Exercise aim: The required output is the exact run of lines below that opens at the line with "Where can you find the gold" and closes at the line with "Where can you find the tree".

Data:
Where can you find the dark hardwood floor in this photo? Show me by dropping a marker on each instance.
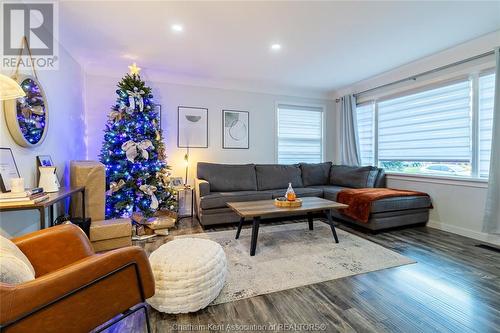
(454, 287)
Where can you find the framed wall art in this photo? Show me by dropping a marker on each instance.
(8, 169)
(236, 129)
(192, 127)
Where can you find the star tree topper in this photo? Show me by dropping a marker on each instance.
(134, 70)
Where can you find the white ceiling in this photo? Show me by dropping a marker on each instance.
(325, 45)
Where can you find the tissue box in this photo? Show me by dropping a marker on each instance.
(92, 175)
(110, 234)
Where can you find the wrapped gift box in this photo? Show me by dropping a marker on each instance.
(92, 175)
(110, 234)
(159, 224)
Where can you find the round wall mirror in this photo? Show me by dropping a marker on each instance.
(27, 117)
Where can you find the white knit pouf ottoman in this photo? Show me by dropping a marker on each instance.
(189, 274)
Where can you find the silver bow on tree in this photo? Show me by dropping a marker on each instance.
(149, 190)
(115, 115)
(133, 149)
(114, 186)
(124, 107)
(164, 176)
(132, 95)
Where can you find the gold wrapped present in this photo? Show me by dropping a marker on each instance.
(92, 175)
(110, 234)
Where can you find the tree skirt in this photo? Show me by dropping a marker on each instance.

--

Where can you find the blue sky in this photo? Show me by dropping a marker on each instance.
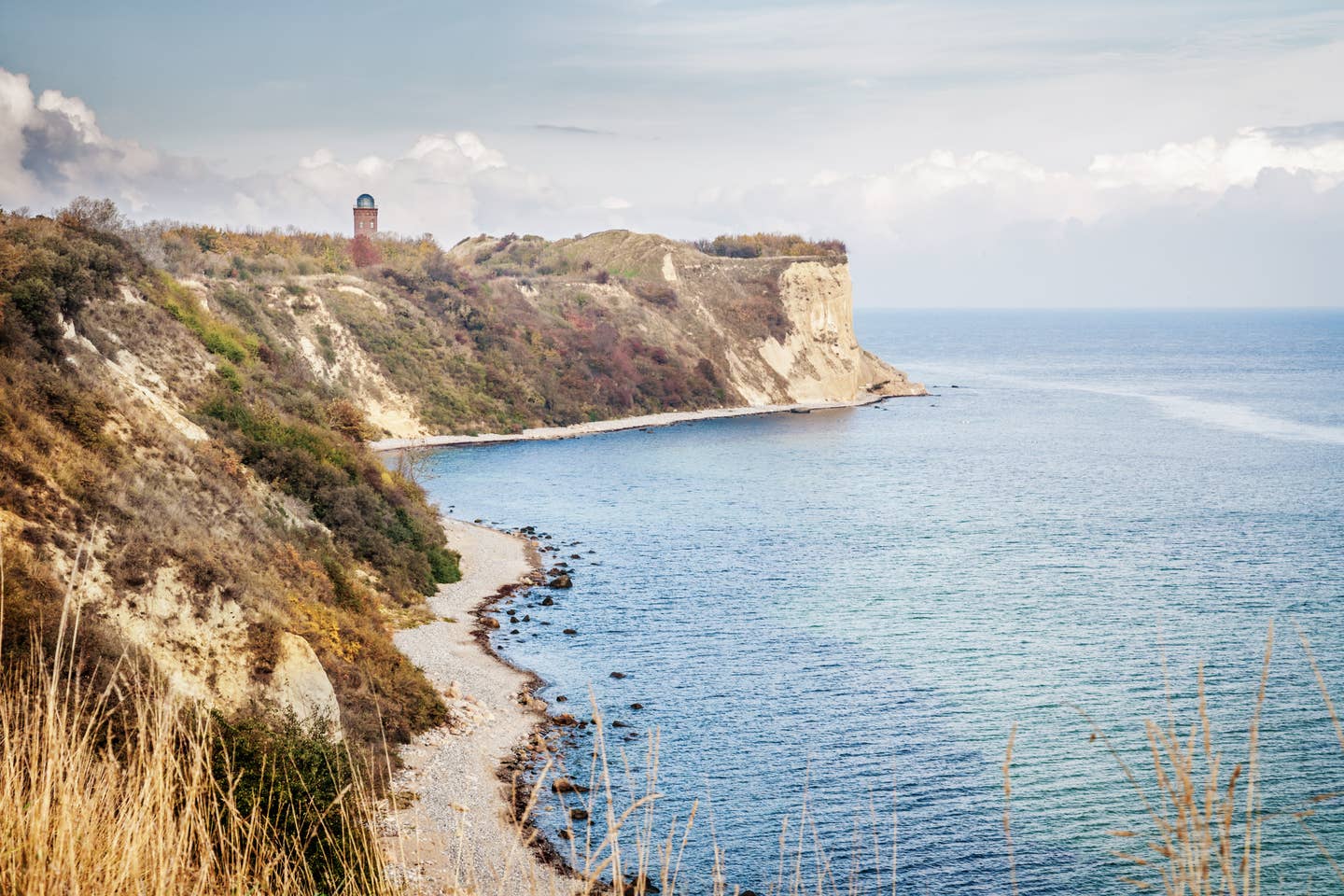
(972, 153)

* * *

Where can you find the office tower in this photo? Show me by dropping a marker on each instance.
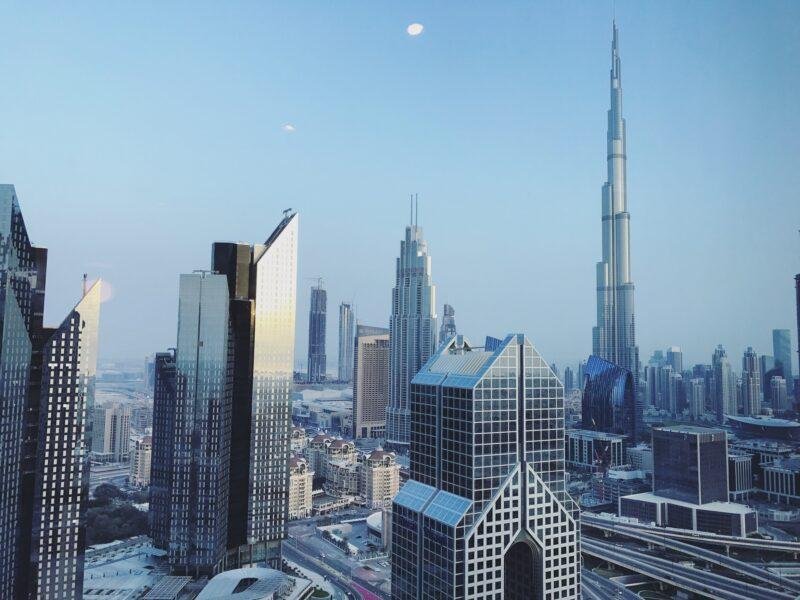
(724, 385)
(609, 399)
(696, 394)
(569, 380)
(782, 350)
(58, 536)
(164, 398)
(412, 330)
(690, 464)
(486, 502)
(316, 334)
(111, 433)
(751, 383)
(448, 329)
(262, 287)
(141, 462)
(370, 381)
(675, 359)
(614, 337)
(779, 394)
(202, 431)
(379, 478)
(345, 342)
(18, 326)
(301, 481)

Answer for this exercise:
Where can you find the gold wrapped present in this photo? Show me by dropping a marker on each instance.
(92, 175)
(110, 234)
Where can you find the tree skirt in this photo? Show me by dropping a marker on each instance.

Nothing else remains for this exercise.